Figure 5: The relationship between landslide velocity and pore water pressure for the Ventnor landslide, after Carey (2011)

Basal tills show creep like behaviour below the yield strength, and a combination of creep and stick-slip behaviour (representing periods in which the effective normal stress reduces sufficiently to ensure that the macroscopic yield strength is lower than the externally imposed shear stress) results in a stepped movement pattern, in common with landslides. A key finding in till dominated systems is that creep rates often decay rapidly under constant stress forcing, once the initial perturbation that caused the movement to start has passed. Thus, till deformation provides a potential mechanism to explain this behaviour; creep rates have been observed to increase so long as normal effective stress is increasing, but decline under constant stress conditions. In a real system this would generate the strain hardening style of behaviour.

Glaciers examined by Damsgaard et al. (2016) shows this behaviour, with slow increases in velocity during phases of increasing pore water pressure, but rapid reductions in movement rate when pore water pressures peak. The authors point out that behaviour that is similar to that of glaciers is seen in landslides, and hence argue that the styles of deformation are directly analogous.

3 Insights into landslide response to pore water pressure change from laboratory testing

Most laboratory testing of landslide materials does not provide insight into the response of materials to changes in normal effective stress. The vast majority of geotechnical tests use a non-representative stress path, in which deformation is driven by changing shear stress under conditions of constant strain rate. In drained tests, normal effective stress is not permitted to change; in undrained tests pore water pressure can be generated, but only as a response to the application of shear stress. To investigate the behaviour described above requires the use of the field stress path, sometimes termed the pore pressure reinflation (PPR) test (see Petley et al. 2005), in which normal and total effective stress are kept constant, and pore water pressure is varied. The PPR test is most commonly undertaken within triaxial or stress path equipment, which makes it simple to capture the pore water pressure increase phase, but challenging to deal with the subsequent reduction in pore water pressure conditions. Nonetheless this equipment can provide considerable insight.

Ng (2007) undertook a large suite of PPR tests on undisturbed residual soil samples from Lantau Island in Hong Kong. Some of these experiments involved a step-wise increase in pore water pressure (and thus a reduction in normal effective stress) with axial stress and confining pressure held constant, initially at less than the yield stress, but ultimately exceeding it. Fig. 6 shows the development of strain rate in two tests, for one of which pore water pressure was increased in steps of 10 kPa, once per hour, whilst in the other pore water pressure was increased constantly (ramped) at 10 kPa per hour. In the ramped test the strain rate increased exponentially with increasing pore water pressure (i.e. decreasing effective stress state). However, in the stepped test the strain rate initially increased at a rate substantially higher than that of the other test, but which subsequently declined. This initially high and then declining creep rate is a manifestation of the creep decay mechanism. This behaviour, which was seen consistently in the tests of Ng (2007), is similar to that observed in the till deformation of glaciers.

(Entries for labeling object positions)
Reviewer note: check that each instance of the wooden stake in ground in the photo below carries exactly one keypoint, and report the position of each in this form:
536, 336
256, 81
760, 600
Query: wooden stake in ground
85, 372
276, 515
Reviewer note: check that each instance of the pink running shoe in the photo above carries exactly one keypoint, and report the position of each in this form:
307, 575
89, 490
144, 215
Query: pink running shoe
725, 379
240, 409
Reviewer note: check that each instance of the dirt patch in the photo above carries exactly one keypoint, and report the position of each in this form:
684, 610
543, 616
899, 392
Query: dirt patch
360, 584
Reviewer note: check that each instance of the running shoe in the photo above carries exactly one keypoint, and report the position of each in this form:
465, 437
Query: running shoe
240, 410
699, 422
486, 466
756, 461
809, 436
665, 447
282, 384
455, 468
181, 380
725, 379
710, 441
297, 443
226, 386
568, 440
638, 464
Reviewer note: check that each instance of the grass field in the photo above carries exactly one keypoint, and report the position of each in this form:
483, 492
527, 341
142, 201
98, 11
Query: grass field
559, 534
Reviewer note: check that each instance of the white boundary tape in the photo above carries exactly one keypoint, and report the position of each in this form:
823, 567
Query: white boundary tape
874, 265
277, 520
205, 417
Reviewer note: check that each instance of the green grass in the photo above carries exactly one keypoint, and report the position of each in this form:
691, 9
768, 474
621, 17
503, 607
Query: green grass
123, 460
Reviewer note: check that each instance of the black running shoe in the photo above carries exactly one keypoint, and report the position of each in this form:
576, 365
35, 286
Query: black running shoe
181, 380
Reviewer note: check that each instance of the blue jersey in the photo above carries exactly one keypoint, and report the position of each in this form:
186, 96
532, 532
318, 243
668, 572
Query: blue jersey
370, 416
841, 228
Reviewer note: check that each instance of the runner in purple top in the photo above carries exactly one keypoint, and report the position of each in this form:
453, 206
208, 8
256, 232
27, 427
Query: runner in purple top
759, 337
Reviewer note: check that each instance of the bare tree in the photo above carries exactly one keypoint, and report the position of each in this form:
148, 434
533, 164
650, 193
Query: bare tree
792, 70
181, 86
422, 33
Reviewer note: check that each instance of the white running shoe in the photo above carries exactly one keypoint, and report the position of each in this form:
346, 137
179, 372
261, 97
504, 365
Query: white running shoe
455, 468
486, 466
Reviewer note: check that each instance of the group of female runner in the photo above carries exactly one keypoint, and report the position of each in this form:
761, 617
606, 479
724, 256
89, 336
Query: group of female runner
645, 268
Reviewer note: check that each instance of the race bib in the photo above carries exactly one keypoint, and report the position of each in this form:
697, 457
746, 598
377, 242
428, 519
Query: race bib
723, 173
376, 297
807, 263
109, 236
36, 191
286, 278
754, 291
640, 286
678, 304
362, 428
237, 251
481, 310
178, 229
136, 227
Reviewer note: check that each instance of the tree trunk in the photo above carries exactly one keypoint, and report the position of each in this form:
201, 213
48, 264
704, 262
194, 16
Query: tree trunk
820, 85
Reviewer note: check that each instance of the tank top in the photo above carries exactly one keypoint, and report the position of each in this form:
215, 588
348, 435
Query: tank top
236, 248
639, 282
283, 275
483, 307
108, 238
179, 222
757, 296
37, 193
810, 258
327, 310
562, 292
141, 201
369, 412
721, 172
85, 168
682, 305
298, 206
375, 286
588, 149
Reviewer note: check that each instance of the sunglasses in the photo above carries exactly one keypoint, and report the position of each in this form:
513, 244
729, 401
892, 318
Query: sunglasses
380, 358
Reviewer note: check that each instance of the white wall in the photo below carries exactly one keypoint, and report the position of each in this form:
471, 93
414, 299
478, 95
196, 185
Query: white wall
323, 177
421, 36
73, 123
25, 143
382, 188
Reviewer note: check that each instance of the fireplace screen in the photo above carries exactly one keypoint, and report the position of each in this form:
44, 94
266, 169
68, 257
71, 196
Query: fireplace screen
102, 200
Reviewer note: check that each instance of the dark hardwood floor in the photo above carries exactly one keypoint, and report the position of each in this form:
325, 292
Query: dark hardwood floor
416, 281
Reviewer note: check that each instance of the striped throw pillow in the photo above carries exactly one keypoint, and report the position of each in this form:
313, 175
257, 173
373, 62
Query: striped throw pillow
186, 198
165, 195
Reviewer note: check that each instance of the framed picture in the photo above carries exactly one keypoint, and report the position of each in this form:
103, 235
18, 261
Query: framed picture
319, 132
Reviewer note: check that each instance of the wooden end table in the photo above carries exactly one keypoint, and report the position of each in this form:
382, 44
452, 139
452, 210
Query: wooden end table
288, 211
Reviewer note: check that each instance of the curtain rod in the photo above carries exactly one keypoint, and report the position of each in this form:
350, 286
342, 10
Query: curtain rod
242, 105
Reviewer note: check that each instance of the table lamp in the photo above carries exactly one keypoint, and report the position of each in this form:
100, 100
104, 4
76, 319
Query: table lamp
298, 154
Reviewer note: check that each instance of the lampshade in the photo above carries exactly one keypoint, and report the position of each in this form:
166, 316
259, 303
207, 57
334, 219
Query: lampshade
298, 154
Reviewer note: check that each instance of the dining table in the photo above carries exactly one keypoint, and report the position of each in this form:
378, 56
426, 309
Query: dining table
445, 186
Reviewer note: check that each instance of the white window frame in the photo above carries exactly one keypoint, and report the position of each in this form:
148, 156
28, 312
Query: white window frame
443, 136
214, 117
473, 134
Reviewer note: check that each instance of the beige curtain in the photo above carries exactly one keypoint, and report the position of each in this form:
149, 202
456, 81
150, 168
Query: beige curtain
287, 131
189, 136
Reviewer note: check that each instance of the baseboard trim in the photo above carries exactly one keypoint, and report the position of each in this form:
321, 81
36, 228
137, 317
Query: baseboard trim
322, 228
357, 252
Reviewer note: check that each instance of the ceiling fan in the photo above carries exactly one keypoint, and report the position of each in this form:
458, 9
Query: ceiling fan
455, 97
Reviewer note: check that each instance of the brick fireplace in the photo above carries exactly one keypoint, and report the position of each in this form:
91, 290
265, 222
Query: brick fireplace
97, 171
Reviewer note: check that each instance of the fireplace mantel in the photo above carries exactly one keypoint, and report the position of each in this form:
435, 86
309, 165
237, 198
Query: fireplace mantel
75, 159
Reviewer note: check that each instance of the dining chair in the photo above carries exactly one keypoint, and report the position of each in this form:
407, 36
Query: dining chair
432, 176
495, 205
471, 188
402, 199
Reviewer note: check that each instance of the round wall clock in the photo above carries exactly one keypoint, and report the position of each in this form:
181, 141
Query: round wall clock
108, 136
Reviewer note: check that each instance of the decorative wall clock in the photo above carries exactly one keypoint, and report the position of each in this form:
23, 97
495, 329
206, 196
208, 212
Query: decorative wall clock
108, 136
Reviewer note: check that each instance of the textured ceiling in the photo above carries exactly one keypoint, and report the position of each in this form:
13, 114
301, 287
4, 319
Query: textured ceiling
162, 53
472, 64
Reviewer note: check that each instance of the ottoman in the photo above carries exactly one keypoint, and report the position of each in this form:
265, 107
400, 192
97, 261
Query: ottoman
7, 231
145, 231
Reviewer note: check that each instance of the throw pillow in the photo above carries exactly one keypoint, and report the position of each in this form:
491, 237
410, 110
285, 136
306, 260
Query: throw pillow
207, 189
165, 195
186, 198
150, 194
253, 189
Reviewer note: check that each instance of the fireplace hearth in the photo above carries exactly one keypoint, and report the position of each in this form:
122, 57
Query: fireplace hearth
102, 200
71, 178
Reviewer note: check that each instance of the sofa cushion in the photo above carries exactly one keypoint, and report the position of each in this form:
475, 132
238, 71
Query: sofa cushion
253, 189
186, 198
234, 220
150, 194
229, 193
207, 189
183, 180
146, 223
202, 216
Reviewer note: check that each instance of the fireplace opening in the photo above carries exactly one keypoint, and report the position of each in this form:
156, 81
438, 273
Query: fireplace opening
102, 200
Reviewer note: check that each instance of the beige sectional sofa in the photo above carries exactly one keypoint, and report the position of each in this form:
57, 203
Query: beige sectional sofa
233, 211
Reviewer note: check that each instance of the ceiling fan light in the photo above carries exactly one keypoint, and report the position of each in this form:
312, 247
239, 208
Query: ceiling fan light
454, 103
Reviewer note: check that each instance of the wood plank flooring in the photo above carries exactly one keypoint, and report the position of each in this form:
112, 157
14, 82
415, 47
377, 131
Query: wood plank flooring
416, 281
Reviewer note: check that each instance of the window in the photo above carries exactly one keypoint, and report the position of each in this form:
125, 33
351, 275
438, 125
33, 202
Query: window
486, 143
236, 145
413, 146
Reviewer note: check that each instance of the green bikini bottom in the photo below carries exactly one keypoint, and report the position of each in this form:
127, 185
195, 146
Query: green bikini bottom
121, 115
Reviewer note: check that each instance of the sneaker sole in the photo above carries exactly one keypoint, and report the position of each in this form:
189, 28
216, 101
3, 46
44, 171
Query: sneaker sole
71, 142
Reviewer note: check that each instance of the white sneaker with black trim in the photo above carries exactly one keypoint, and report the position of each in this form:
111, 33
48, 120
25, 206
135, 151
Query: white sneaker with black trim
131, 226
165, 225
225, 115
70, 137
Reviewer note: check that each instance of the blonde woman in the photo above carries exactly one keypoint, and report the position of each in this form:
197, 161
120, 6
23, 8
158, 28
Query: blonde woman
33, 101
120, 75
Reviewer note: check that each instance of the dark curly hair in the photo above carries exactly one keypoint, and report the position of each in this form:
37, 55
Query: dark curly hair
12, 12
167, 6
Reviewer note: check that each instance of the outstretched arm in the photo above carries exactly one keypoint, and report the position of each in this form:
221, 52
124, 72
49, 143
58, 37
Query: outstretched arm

● What is expected
Resume the passage on landslide movement and pore water pressure, picking up right after its final sentence.

● Result of this task
Figure 6: PPR experiment results for residual soil samples from Lantau, Hong Kong, after Ng (2008). Sample TC21 was subjected to increases in pore water pressure in 10 kPa steps (illustrated on the graph), whilst for sample TC28 porewater pressure was increased at the same average rate, but at a constant rate

The initiation of final failure in these tests was also interesting. After the final pore water pressure step the stepped test sample (TC28) showed an initial increase in strain rate (Fig. 7), which then declined before increasing again, with the sample then proceeding to full failure. This appears to be evidence that the final failure event is associated with damage accumulation, as postulated by Petley et al. (2002). Interestingly, Carey and Petley (2014) saw similar behaviour, with final failure being observed in a long term creep test in which no change in effective stress state occurred.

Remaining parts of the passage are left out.